[Sfida]:
Rispondi alle seguenti domande in base al testo su Masada.
1. In quale anno Erode dovette lasciare al sicuro la famiglia a Masada?
2. Quanti uomini avevano l'ordine di proteggere i suoi congiunti?
3. Di che cosa erano coperti i pavimenti del palazzo?

Masada è una delle più emozionanti riscoperte storico-archeologiche del XX secolo. Come risaputo, Masada è il nome di uno sperone roccioso culminante in un ampio pianoro a forma di nave che si innalza di trecento metri sulla costa sud-ovest del Mare Morto, in uno scenario arido e selvaggio perché l’acqua del Mar Morto è da tempo evaporata. 

Nel 40 a.C. il luogo assunse un significato particolare per Erode, che sfuggendo alle forze del pretendente dei Parti, Antigono, dovette lasciarvi al sicuro la famiglia mentre si recava a Roma per invocare un aiuto militare. I suoi congiunti, assieme a ottocento uomini che avevano l'ordine di proteggerli, quasi morirono di sete durante l'assedio prima che un provvidenziale acquazzone riempisse le cisterne ormai vuote.

Più tardi, quando riuscì a recuperare il suo regno con l'ausilio delle truppe romane, Erode trasformò Masada in un complesso palazzo-fortezza, progettato come suo rifugio perché temeva un doppio pericolo, da una parte temeva di essere detronizzato dal popolo ebreo e in secondo luogo temeva la regina egiziana Cleopatra, avversaria sicuramente più pericolosa. Cleopatra non nascondeva le sue intenzioni anzi faceva pressioni su Antonio affinché questi facesse uccidere Erode per poi darle in dono il regno di Giudea. 

La struttura più imponente del sito è però ancora oggi la splendida reggia che si affaccia sulla punta settentrionale della rocca: questo autentico capolavoro presenta soluzioni costruttive assai avanzate e una scenografica distribuzione dei vari ambienti. Il piano più alto era costituito da una sala rettangolare, che sul lato prospiciente la piana sottostante si apriva in una grande abside delimitata da un colonnato corinzio, a formare uno straordinario belvedere sulla depressione del Mar Morto. Una scala coperta collegava quest'ala del palazzo con la sezione intermedia, formata da una struttura a pianta rotonda, anch'essa circondata da colonne e sormontata da un tetto campaniforme. 

Il livello più basso era invece a pianta pressappoco quadrata e al centro si apriva in un cortile interno, delimitato da un portico sorretto da pilastri cui erano addossate eleganti semicolonne corinzie; accanto sorgeva un piccolo, ma lussuoso impianto termale.

Le pareti interne e le colonne del palazzo erano ricoperte di vivaci stucchi policromi, per lo più a imitazione di marmi pregiati, mentre i pavimenti erano coperti di mosaici bianchi e neri, a disegni geometrici.

Di notevole interesse sono anche le grandi terme a quattro vani che facevano parte del livello superiore, tra le meglio preservatesi dei diversi siti di epoca romana in Israele.

Allo spogliatoio, o apodyterium, ornato di stucchi e di pavimenti a piastrelle bianche e nere, seguono il tepidarium, cioè la sala tiepida, e il frigidarium, l'ambiente più fresco, caratterizzato da una grande vasca a sedile. Nel calidarium è ancora visibile l'ipocausto, ossia il pavimento sorretto da pilastrini, al di sotto del quale circolava l'aria calda proveniente dalla caldaia.

[Dati forniti]:
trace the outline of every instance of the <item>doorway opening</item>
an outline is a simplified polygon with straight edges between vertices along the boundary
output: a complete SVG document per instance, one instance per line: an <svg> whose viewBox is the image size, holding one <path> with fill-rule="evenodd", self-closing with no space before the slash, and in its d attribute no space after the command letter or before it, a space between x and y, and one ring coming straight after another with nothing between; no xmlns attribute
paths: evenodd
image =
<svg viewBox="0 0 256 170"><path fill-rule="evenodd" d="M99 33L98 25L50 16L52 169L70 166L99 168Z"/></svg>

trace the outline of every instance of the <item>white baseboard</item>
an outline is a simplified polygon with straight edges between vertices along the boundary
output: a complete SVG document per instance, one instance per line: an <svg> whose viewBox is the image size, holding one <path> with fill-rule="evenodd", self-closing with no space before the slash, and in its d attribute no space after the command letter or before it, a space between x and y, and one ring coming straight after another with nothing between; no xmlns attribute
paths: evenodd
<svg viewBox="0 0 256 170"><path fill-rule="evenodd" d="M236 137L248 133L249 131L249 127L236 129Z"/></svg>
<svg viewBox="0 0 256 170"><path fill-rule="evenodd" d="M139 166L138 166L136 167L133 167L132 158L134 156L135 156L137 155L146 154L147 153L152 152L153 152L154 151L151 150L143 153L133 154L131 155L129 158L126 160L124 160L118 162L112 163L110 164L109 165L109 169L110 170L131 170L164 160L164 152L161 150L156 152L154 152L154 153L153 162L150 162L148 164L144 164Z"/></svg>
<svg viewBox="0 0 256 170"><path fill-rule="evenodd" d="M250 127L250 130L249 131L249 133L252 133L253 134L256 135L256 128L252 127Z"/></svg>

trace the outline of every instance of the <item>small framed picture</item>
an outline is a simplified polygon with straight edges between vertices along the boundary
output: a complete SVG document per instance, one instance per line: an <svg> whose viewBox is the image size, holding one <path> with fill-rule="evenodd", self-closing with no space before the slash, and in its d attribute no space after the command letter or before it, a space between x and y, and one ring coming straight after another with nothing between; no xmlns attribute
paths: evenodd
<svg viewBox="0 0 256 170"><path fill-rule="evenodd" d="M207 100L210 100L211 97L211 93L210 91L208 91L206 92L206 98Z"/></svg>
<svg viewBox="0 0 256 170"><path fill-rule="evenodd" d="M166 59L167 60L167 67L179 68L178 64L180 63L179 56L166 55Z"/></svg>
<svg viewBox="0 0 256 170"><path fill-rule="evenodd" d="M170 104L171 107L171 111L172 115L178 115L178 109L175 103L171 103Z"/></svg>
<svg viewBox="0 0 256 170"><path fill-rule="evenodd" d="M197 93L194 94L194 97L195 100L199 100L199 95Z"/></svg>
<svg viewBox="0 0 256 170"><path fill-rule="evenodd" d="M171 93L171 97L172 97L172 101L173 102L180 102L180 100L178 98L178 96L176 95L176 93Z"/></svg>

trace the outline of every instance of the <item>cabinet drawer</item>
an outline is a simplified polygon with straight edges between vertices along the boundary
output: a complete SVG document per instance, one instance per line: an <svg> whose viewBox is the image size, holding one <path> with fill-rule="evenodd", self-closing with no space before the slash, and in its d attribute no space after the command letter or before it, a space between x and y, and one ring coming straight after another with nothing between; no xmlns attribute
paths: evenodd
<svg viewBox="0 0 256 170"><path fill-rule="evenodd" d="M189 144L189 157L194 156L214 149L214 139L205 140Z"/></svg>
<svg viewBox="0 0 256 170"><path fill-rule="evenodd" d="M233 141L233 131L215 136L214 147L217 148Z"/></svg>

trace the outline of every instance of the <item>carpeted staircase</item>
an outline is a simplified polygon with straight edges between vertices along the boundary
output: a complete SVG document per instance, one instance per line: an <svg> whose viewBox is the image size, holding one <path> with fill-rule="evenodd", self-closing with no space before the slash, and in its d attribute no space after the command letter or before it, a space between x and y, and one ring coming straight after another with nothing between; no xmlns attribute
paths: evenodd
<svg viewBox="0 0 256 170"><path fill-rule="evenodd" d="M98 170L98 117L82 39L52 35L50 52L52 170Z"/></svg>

[Soluzione]:
1. Nel 40 a.C.
2. Ottocento uomini.
3. Di mosaici bianchi e neri, a disegni geometrici.